══ INPUT MATERIAL ══

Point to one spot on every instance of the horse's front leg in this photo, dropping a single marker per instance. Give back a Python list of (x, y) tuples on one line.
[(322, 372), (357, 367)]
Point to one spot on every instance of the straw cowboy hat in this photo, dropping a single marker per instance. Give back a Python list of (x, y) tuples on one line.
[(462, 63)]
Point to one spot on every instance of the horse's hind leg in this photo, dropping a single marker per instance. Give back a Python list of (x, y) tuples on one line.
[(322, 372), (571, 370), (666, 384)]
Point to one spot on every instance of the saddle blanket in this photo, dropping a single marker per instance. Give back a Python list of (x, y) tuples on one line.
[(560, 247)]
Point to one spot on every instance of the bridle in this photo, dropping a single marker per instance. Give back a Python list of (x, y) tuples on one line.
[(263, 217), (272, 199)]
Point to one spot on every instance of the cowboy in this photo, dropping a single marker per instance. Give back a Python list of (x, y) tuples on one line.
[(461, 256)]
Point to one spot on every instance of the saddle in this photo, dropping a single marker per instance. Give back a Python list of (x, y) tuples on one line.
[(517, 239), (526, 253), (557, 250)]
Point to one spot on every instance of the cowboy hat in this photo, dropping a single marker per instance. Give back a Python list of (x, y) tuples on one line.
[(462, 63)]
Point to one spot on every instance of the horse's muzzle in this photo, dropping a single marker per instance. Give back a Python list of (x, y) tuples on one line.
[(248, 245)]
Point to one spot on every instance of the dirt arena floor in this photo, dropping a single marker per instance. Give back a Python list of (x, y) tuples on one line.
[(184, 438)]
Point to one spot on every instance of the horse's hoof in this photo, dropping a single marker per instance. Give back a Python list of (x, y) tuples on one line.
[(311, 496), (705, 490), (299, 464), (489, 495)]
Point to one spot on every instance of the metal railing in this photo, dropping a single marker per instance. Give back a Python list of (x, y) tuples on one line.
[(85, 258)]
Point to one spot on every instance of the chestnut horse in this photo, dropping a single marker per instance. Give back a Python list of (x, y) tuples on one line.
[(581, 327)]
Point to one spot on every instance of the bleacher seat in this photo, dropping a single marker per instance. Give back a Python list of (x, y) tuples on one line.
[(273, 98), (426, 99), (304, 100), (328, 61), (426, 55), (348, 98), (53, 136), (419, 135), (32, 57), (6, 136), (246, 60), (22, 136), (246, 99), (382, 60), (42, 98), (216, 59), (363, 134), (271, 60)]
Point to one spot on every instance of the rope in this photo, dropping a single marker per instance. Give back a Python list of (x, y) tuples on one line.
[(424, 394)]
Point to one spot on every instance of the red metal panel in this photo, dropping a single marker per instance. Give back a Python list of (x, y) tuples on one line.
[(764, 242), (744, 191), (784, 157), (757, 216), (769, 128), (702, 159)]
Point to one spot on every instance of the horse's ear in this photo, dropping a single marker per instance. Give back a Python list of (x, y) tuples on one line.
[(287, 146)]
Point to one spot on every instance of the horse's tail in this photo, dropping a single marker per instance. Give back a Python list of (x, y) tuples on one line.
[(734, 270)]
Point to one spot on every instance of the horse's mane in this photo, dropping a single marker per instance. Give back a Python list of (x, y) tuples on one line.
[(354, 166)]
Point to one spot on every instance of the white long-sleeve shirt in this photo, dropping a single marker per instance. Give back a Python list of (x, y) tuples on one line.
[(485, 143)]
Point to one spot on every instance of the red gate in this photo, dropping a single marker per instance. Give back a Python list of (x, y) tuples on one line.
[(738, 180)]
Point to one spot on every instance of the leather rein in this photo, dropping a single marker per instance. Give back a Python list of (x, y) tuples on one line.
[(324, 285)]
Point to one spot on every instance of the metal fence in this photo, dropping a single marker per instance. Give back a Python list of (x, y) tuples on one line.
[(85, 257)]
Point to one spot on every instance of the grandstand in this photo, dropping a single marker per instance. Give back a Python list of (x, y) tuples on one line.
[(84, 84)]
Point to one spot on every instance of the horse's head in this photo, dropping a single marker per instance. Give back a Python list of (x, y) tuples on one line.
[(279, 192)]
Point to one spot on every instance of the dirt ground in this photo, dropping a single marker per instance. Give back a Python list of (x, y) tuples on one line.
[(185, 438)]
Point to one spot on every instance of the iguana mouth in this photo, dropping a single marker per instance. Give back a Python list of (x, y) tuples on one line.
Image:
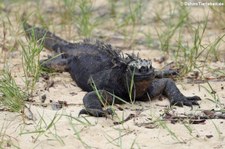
[(141, 69)]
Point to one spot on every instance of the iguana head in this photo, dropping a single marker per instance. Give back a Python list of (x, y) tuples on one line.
[(141, 69)]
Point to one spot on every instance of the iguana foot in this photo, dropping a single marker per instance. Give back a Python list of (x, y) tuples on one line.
[(187, 101)]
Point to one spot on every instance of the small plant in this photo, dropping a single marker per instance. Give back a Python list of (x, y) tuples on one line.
[(43, 127), (31, 64), (11, 94)]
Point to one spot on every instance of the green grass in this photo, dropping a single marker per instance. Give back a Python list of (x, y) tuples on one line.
[(12, 96)]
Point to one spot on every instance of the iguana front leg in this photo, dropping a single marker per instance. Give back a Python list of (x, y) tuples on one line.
[(168, 88), (94, 101)]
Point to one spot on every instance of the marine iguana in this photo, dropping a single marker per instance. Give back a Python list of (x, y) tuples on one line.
[(115, 77)]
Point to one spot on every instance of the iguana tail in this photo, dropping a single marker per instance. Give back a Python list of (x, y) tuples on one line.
[(42, 36)]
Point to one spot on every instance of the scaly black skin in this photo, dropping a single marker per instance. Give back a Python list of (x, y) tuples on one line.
[(93, 64)]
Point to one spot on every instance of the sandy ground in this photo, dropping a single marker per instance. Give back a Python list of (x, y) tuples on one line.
[(64, 129)]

═══

■ AIM:
Reproduce all of the material above line for line, with no changes. Leave the pictures out of your answer.

■ REPLY TO THE TASK:
Point to one spot on every instance of the horse's front leg in this photo, dropping a single marker per instance. Give back a Python list of (x, y) tuples on one line.
[(322, 372), (357, 367)]
Point to one spot on every instance of the straw cowboy hat in this photo, dropping a single marker per instance. Give back a Python list of (x, y) tuples on one line.
[(462, 63)]
Point to one spot on every instance of the horse's hind leg in this photo, dropping a single marker per instance. Give back a Python list of (x, y) tuples on one line.
[(322, 372), (571, 370), (666, 384)]
Point to one spot on every instance of the saddle blanket in this photo, dropping a single marker per instance. Give back a Python list of (x, y) tuples on one line.
[(560, 247)]
Point to one spot on every instance of the bridle in this photo, dropping a single marker per instance. Give back a Python list of (x, y) tuples on one line.
[(263, 217), (272, 199)]
Point to one spot on every instance of the cowboy in this photo, dropping a single marker per instance. Give back a Python list of (x, y) tuples on one line.
[(461, 256)]
Point to one spot on every instance of the saddle in this photo, dropping a single marker per instance. Give back a Python list of (x, y) tuples on one line.
[(517, 239), (526, 253), (557, 250)]
Point to one spot on every instance of the cowboy hat in this photo, dropping a single marker per instance. Give back a Python list of (x, y) tuples on one line.
[(462, 63)]
Point to one spot on every instance of the horse's muzzle in this photo, dropping a single marker per instance. Give back a Python list of (x, y) tuples on one line.
[(248, 245)]
Point to one spot on every instance of the dirt arena floor in this photo, dropping a single marker per instance. Give back a Python list of (x, y) tuples on one line.
[(184, 438)]
Point to one spot on every instance of the horse's hoof in this photo, dropping a single marker per instance. Give back a Python list of (x, y) tuples on one line.
[(311, 496), (705, 490), (299, 464), (489, 495)]
Point to one spot on every instance of the metal railing in this photo, dropping a single marker per instance. Give back a Python list of (x, y) tuples on one line.
[(85, 258)]
Point to one spot on every instance of the chestnut horse in this photo, dropping a single marker per instance. Give back a Python list of (x, y) tuples on one line.
[(581, 327)]
Point to one spot on every instance of the bleacher seat in this photo, dropping a single marker per instance. Give back a Python list of (x, y) tuples on one line.
[(273, 98), (426, 99), (304, 100), (328, 61), (426, 55), (348, 98), (53, 136), (419, 135), (32, 57), (6, 136), (246, 60), (22, 136), (246, 99), (382, 60), (42, 98), (216, 59), (363, 134), (271, 60)]
Point to one spot on every instance of the rope in this photo, dropping a single marker per instance. Give back a Python list of (x, y) tuples on one line.
[(424, 394)]
Point to one spot on every instance of the red metal panel in this photo, dropping a single marker per instance. Give back a Python list of (x, y) tuples on one line.
[(764, 242), (744, 191), (784, 157), (757, 216), (769, 128), (702, 159)]
Point to one spot on every instance of the horse's ear in this photo, dropping a single marker per instance. Give back a Python list of (x, y) tuples on one line.
[(287, 146)]
Point to one spot on every instance of the horse's tail in this photo, dropping a single marker per instance. Give back a Python list of (x, y) tuples on one line.
[(734, 270)]
Point to one spot on every instance of the horse's mane in this photo, dropping a single marker per instance. Give back a Python list of (x, y) tuples on one line.
[(354, 166)]
Point to one spot on every instance of the white long-sleeve shirt in this photo, dropping a single marker per instance. Give back a Python list of (x, y) tuples on one line.
[(485, 143)]
Point to one spot on every instance of the red gate in this photo, dropping a single marker per instance. Give back a Python list of (x, y) tuples on one line.
[(738, 180)]
Point to one spot on every instance of the leather rein in this photo, dropping a single marker per instance. Give back a Python list of (x, y) tuples on one line.
[(324, 285)]
Point to one spot on every instance of the metal fence in this photo, dropping a single marker per instance. Give back a Python list of (x, y) tuples on one line.
[(85, 257)]
Point to one spot on every instance of the grandstand in this photo, dropping a single marker per instance. Give back a Python list of (x, y) tuples on one line.
[(84, 84)]
Point to one spot on every instance of the horse's head in this photo, dropping a single marker per instance. Give back a Python list of (x, y) tuples on one line.
[(279, 192)]
Point to one spot on every instance of the dirt ground in this photo, dropping a single marker per instance. Give back a Python list of (x, y) tuples on one line.
[(185, 438)]
Point to one spot on every instance of the iguana mouth in this photo, dropping a single marker per instance. Give back a Python list of (x, y) tuples on one line.
Image:
[(141, 69)]
Point to one spot on every instance of the iguana head in this photo, dropping a single marker per instance. Give back a Python list of (x, y) tuples on one line.
[(141, 69)]
Point to one spot on every instance of the iguana foot in this photo, dropping a single marker per instance. Give back a Python list of (x, y) tuples on one line.
[(187, 101)]
Point to one spot on every instance of the small plant in this photo, dropping a single marker per instance. Give back a Python list of (x, y) tuples on one line.
[(43, 127), (31, 64), (11, 94)]
Point to one spot on every instance of the green grass in this photo, dropping a single marker per instance. Give back a Python list of (x, y) tuples on one line.
[(12, 96)]
Point to one spot on every instance of the iguana front leg in this photo, dropping a single marker per instance. Give back a Python list of (x, y) tuples on one line.
[(168, 88), (94, 101)]
Point to one spot on every instance of the marine iguana in this photo, dropping a single marker per instance. Give back a Python list of (x, y) tuples on one line.
[(115, 77)]
Point to one spot on every instance of the iguana tail in this photo, dropping a single marker per instance. Give back a Python list of (x, y) tuples on one line.
[(42, 36)]
Point to one spot on every instance of the scaly black skin in this photo, dropping a single marker per instance. Give back a Python list of (x, y) tuples on one line.
[(93, 64)]
Point to one spot on every instance of the sandy ground in this photo, dropping a single marker per instance. Give back a Python list of (x, y) tuples on one line.
[(64, 129)]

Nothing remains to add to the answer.